Provided text:
Tamil Nadu’s coastal town Mamallapuram is all set to play host to an informal summit between Prime Minister Modi and Chinese President Xi Jinping.  As we noted in our earlier article it is a continuation of the series of engagements between the two leaders. Ahead of Mamallapuram Summit it is interesting to see whether the terms of engagements with the Chinese have changed for India. Has India’s position of strength at the discussion table improved?

In the initial years of independence, India and China shared a “Hindi Chini Bhai Bhai”, the 1962 Indo-china conflict exposed the hollowness of this bonhomie. Ever since China was seen as a dominant partner who set the terms of the relationship.

But there are visible signs to argue that India in the recent years has come out of that zone and showing its assertive mark on many fronts.

India’s Newly Created Capability

In the Doklam stand off the world noted the firmness and wisdom with which the political, military as well as diplomatic leadership of India conducted themselves during the stand-off. After the standoff was resolved, India did not rest on its laurels and got to work to bolster its defences along the Chinese border.

An alternative road to reach Doklam plateau has been built by the Border Roads Organisation (BRO) which has now brought the travel time to the Indian army Doklam base from 7 hours to mere 40 minutes. The new route significantly alters the military equation in the region. As in 2017, the Indian Army had to move to the tri-junction area via a single mule track.

Eight Advanced Landing Grounds (ALGs) have been reactivated in Arunachal Pradesh in two years in areas close to the Chinese border. This makes it easier to transport men and material to forward areas in the event of a conflict.

Indian Army has raised a Mountain Strike Corps (MSC) headquartered in Panagarh, West Bengal specifically designed to undertake offensive operations across the Line of Actual Control (LAC).

India at this juncture does want to have a mutually benefitted and peaceful relationship with China. But it also seems to have understood that the peace or any proposition for that matter can only be demanded on the basis of the position of strength.

This was reflected by the recent combat exercise of the Indian Army operation ‘Him Vijay’ where Integrated Battle Groups of MSC drilled in upper reaches of Arunachal Pradesh.

Operation Gagan Shakti, the Largest military exercise undertaken by India showed the capability of Indian air force to operate in all terrains.

Strengthening the Diplomatic Position

It is true that China has a conflicting view on Jammu and Kashmir. Recently, it referred to the UN resolution and also stating in the same breath that the Kashmir issue can only be resolved with the bilateral means between India and Pakistan.

Considering that the other world powers like the US and Gulf nations etc are not opposing India on its Kashmir move, India can afford to handle this little irritant from China. On the other hand, India doesn’t shy away from being a proponent of free global access in South China sea region, however discomfort it may cause to the Chinese side.

Given records:

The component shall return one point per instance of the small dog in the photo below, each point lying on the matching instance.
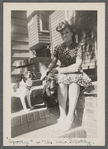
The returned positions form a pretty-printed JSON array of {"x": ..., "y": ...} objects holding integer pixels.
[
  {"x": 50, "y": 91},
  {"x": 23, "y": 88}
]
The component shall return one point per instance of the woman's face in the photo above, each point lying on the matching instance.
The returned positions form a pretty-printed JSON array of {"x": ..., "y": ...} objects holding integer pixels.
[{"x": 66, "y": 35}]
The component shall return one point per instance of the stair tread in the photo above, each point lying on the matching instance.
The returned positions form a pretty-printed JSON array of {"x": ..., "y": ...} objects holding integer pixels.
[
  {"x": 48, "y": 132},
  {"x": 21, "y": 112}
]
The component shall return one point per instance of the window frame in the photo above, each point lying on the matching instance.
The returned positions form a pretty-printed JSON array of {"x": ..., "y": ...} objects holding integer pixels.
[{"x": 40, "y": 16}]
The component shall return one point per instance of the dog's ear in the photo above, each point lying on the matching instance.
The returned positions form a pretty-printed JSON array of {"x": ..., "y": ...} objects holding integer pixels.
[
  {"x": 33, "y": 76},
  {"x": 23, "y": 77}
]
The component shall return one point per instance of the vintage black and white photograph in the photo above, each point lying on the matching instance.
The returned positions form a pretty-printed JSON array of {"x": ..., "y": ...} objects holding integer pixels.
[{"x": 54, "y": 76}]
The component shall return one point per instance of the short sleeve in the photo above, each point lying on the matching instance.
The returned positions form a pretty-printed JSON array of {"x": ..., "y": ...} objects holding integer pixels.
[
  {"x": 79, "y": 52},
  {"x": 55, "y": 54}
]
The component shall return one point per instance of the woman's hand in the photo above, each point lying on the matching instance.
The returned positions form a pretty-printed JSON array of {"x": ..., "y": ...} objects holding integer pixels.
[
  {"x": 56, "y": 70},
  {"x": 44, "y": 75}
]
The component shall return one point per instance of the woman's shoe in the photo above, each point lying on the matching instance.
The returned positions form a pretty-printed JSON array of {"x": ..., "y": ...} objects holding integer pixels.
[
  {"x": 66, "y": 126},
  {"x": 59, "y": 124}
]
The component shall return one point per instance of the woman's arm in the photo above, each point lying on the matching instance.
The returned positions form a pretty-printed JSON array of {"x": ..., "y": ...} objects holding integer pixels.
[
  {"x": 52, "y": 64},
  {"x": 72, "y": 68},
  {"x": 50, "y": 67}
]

---

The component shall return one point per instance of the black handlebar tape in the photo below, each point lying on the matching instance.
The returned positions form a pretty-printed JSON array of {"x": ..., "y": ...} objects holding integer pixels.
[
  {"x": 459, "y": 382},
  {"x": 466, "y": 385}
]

Actions to take:
a – In the article on the Mamallapuram summit, how long does the trip to the Indian army's Doklam base take on the new road?
b – From the article on the Mamallapuram summit, set down word for word the passage between "An alternative road" and "single mule track.", inclusive.

Replies:
a – It takes 40 minutes, down from 7 hours.

b –
An alternative road to reach Doklam plateau has been built by the Border Roads Organisation (BRO) which has now brought the travel time to the Indian army Doklam base from 7 hours to mere 40 minutes. The new route significantly alters the military equation in the region. As in 2017, the Indian Army had to move to the tri-junction area via a single mule track.